== PASSAGE FOR REVIEW ==

So why bother with blogging? Time and again the liars and luvvies, the wholesalers of cant and dribblers of sophistry, are exposed by the likes of Blair, Bolt and Beck, yet the cavalcade of corruption goes ever on, brazen as ever. Consider Mark Scott, for example. Fresh from trailing three steps behind Fred Hilmer as his master led Fairax down the road to ruin, the former chairman’s godson took charge of the ABC, where one of his innovations, Mr Green’s Drum, now features a daily cavalcade of columnists whose inanity might have given even poor Margo pause to publish. Well, at least for a second or two.

Golf is more fun than blogging, as is sailing, fishing and roasting dead flesh over coals for boon companions, especially those who bring available women to the Billabong’s backyard gatherings. Yet against the dictates of common sense and the needs of an easy life, a blog is being revived. Put it down to mischief and, to be frank, just a dash of malice. To be lectured and hectored day after day, to be reminded constantly of one’s moral, physical and dietary shortcomings, well it gets on the wick.

One example: As an experiment, or a drinking game for the younger set, count the number of times “climate change” is uttered in the course of a typical night’s viewing. It is not a concept so much as an aural wallpaper plastered over every show and topic, relevant or otherwise. Young Master Bunyip, who is nesting temporarily at the Billabong, took up the challenge and nipped himself into a state of near alcoholic coma on a recent Monday evening, so frequent were the mentions, prompting a concerned Papa to go on at length about the younger generation’s moral, physical and dietary shortcomings.

== WHAT TO DO ==
Please copy the blog revival text word for word, starting at "So why bother" and ending at "second or two.". The records have no part in this work.

== DATA SUPPLIED ==

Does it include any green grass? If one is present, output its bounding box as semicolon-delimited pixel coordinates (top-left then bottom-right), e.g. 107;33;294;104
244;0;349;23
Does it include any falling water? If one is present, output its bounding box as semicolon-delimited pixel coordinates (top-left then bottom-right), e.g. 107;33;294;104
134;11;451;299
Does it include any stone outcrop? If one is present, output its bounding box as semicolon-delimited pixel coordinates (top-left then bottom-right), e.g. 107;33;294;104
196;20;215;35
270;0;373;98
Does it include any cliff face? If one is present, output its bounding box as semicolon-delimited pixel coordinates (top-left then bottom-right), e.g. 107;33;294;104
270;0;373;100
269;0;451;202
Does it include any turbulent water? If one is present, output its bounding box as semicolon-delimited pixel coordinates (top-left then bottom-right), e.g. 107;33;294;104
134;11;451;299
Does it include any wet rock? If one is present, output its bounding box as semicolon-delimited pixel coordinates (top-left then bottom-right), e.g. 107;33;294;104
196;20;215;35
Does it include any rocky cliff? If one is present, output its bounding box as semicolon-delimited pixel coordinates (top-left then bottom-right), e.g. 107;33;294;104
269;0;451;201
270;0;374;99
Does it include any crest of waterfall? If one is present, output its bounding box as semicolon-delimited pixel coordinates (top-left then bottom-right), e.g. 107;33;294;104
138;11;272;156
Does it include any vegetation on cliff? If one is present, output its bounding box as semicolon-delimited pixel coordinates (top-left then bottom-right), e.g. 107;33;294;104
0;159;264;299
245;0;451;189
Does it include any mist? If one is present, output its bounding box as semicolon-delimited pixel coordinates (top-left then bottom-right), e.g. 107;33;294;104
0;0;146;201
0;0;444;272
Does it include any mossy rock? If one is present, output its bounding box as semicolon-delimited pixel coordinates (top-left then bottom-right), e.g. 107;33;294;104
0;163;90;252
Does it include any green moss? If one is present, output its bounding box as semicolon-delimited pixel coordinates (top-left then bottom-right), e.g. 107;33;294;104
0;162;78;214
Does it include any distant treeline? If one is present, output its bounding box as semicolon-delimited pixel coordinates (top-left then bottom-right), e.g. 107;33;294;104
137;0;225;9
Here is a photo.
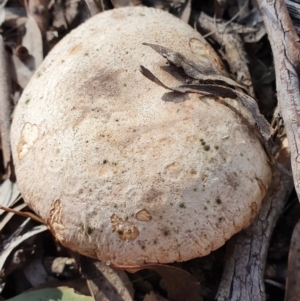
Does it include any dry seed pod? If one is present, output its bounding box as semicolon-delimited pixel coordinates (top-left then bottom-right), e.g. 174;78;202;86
11;7;271;266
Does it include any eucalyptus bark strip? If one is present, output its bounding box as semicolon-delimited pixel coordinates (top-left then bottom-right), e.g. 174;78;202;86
258;0;300;198
0;35;12;168
216;170;293;301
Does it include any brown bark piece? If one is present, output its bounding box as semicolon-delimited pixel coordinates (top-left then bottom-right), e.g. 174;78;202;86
258;0;300;198
198;12;254;96
284;216;300;301
0;35;12;172
216;171;293;301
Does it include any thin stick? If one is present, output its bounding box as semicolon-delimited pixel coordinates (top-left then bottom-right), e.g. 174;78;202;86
258;0;300;198
0;205;47;225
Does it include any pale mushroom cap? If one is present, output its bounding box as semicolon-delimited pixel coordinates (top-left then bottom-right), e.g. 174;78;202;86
11;7;272;266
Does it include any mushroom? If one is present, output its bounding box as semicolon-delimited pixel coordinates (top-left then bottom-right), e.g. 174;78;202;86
11;7;272;266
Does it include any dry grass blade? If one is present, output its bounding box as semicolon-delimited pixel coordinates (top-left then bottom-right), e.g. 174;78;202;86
284;219;300;301
0;35;12;168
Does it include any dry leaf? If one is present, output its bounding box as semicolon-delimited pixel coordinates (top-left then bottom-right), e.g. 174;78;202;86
143;292;168;301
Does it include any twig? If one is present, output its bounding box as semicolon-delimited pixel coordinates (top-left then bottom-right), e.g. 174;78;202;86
0;35;12;169
216;170;293;301
258;0;300;198
0;205;47;225
198;12;254;96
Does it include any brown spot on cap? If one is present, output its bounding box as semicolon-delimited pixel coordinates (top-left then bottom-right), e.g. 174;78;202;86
17;122;39;160
135;209;152;222
69;44;83;55
255;178;267;198
110;214;140;240
251;202;258;219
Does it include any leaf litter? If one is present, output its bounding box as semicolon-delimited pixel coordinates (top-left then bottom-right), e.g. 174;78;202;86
0;0;300;301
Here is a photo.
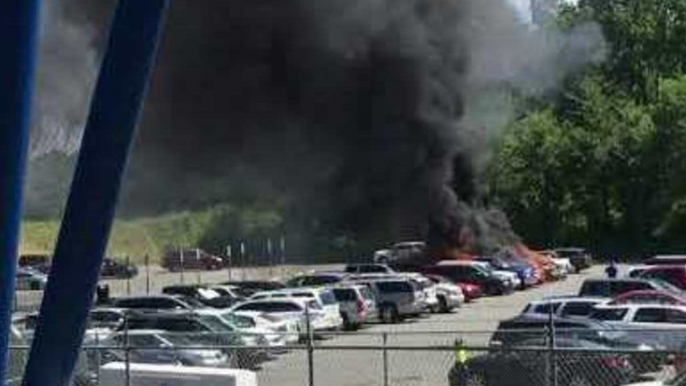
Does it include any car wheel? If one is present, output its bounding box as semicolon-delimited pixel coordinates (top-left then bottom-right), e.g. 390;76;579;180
567;375;593;386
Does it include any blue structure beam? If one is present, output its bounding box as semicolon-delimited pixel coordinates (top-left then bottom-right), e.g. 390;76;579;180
0;0;39;385
20;0;167;386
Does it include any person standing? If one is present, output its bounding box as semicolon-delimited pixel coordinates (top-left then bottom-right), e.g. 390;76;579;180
605;260;617;279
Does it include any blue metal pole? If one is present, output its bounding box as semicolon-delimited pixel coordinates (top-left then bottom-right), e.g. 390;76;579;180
24;0;168;386
0;0;39;385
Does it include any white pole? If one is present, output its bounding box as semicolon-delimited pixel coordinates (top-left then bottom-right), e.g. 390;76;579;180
241;241;246;280
226;244;233;281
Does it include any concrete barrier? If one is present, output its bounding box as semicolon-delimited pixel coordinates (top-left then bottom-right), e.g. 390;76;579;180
100;362;257;386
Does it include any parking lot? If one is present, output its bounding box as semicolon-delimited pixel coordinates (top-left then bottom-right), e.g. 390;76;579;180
258;266;603;386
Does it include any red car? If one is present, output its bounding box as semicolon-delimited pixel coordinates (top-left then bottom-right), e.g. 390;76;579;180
608;290;686;306
639;265;686;290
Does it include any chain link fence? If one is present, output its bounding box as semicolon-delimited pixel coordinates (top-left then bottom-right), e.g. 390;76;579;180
9;330;686;386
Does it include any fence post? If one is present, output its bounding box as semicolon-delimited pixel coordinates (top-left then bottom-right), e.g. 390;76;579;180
124;314;131;386
546;304;557;386
226;244;233;281
195;248;202;285
305;303;314;386
95;331;102;385
179;248;184;284
145;253;150;295
126;255;131;296
382;332;388;386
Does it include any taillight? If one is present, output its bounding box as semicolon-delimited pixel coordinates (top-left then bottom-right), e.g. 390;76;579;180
356;299;367;314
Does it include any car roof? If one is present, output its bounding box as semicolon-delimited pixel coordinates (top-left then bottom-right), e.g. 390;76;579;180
112;328;169;336
531;295;610;303
645;264;686;272
435;260;476;267
584;277;651;283
648;255;686;260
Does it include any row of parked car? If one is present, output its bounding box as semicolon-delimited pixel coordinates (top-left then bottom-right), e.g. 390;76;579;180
450;255;686;386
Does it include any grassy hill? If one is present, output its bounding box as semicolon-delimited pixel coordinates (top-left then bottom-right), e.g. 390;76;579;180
20;207;264;263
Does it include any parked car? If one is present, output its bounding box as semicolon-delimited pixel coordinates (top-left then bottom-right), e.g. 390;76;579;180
97;329;237;367
15;268;48;291
358;278;426;323
626;264;652;278
250;288;343;330
100;257;138;279
232;311;303;344
476;256;538;288
208;284;245;301
222;280;286;298
590;304;686;350
344;264;396;274
193;308;286;347
112;295;205;310
422;260;513;295
399;273;439;312
162;284;241;308
374;241;426;264
230;297;324;334
426;274;466;313
19;252;50;267
464;260;522;289
331;284;377;330
579;278;664;297
118;311;267;369
286;272;348;287
162;249;224;272
639;265;686;291
607;290;686;306
555;248;593;272
539;250;576;275
522;296;610;317
448;337;636;386
643;255;686;265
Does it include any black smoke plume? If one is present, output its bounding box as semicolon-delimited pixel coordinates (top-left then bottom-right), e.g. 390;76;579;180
29;0;600;256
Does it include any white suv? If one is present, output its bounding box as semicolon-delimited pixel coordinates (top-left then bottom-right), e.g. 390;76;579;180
250;288;343;330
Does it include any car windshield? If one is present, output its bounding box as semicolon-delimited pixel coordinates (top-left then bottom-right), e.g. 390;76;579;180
222;312;255;328
162;334;198;347
199;315;233;332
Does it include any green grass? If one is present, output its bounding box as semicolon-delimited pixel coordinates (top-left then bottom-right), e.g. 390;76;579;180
20;212;219;264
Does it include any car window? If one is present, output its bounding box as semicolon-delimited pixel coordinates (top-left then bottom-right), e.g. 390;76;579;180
262;302;302;312
200;315;234;332
634;308;666;323
333;288;357;302
360;286;374;300
560;302;596;316
533;303;561;314
222;312;255;328
319;291;336;306
301;276;341;287
156;318;208;332
590;308;628;321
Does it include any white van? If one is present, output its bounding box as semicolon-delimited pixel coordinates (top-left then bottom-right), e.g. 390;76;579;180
250;288;343;330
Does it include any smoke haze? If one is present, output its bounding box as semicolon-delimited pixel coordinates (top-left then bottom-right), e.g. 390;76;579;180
28;0;602;253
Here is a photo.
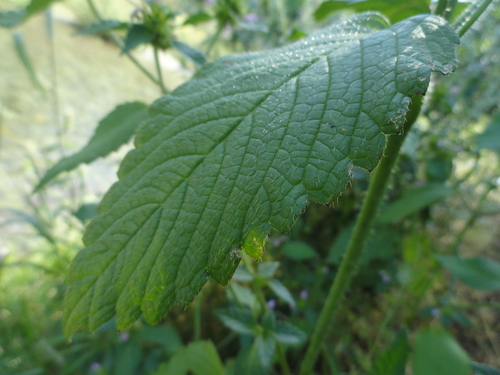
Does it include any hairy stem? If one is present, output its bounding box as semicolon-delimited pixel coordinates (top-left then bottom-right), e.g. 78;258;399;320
87;0;166;93
154;47;168;95
299;96;422;375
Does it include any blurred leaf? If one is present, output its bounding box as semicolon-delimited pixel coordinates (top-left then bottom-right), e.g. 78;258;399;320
412;329;471;375
269;280;295;308
234;342;270;375
377;183;453;223
137;325;182;354
73;203;97;222
232;265;253;282
12;33;45;94
274;320;307;346
255;332;276;369
471;362;500;375
35;102;149;191
314;0;430;23
0;0;59;28
228;283;258;309
257;262;280;279
371;330;410;375
184;12;213;25
283;241;318;261
215;307;257;335
154;341;224;375
114;340;143;375
26;0;59;17
476;113;500;151
434;254;500;290
122;24;155;53
172;40;207;68
78;20;128;35
326;224;403;265
0;9;26;28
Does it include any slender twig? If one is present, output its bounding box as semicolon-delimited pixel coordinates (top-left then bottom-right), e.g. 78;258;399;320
443;0;457;20
434;0;448;16
276;340;292;375
87;0;163;91
453;0;493;37
205;24;225;59
153;47;168;95
299;96;422;375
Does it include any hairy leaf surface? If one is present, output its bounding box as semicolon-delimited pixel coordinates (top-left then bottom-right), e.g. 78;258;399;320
65;14;458;333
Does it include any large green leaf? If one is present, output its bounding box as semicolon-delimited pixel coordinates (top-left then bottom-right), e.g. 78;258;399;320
64;14;459;333
35;102;149;191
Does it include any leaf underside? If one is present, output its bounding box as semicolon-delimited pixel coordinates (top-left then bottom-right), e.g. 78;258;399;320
64;14;458;334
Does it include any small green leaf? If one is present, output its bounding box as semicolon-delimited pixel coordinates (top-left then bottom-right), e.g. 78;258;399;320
234;341;270;375
255;332;276;369
78;20;127;35
283;241;318;261
371;330;410;375
434;255;500;290
476;113;500;152
64;13;459;333
122;24;155;53
184;12;213;25
172;40;207;68
35;102;149;191
471;362;500;375
314;0;430;22
273;321;307;346
215;307;257;335
288;29;307;42
257;262;280;279
269;280;295;308
154;341;224;375
412;329;471;375
0;9;26;28
12;33;45;94
377;182;453;223
73;203;97;222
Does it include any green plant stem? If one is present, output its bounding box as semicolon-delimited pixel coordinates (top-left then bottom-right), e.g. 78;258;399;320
205;24;225;59
275;340;292;375
153;47;168;95
299;96;422;375
434;0;448;16
87;0;166;93
454;0;493;37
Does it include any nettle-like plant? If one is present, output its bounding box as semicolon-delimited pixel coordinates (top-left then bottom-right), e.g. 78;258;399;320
3;0;491;374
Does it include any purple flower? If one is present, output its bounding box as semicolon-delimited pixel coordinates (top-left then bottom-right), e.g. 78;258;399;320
90;362;102;372
243;13;259;23
379;270;391;284
267;299;277;310
120;331;130;342
300;289;309;299
431;307;441;318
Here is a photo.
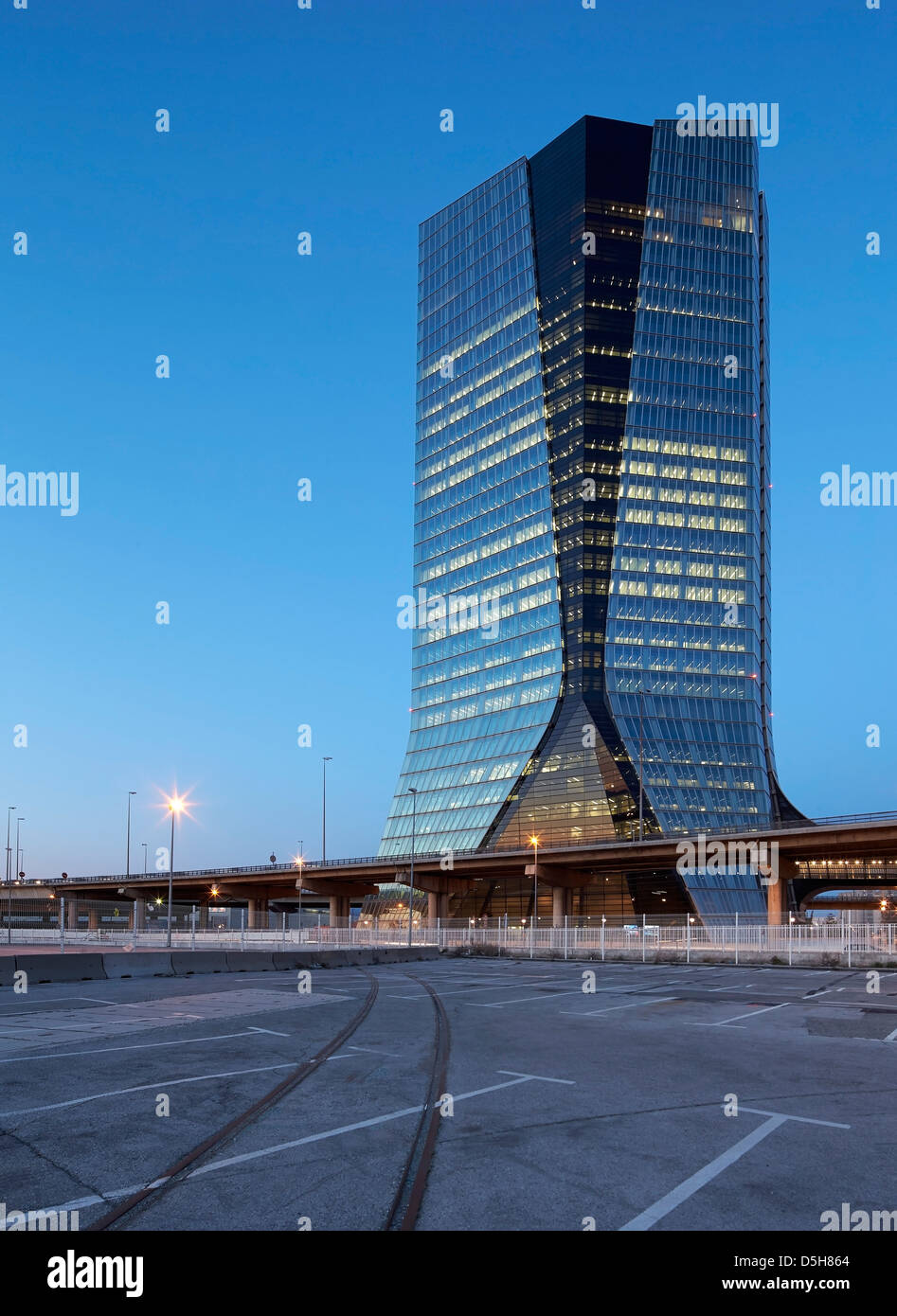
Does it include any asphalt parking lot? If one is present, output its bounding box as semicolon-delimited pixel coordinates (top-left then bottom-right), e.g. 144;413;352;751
0;957;897;1232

== ANSWER TO THE EXERCISE ==
So why bother with blogging? Time and again the liars and luvvies, the wholesalers of cant and dribblers of sophistry, are exposed by the likes of Blair, Bolt and Beck, yet the cavalcade of corruption goes ever on, brazen as ever. Consider Mark Scott, for example. Fresh from trailing three steps behind Fred Hilmer as his master led Fairax down the road to ruin, the former chairman’s godson took charge of the ABC, where one of his innovations, Mr Green’s Drum, now features a daily cavalcade of columnists whose inanity might have given even poor Margo pause to publish. Well, at least for a second or two.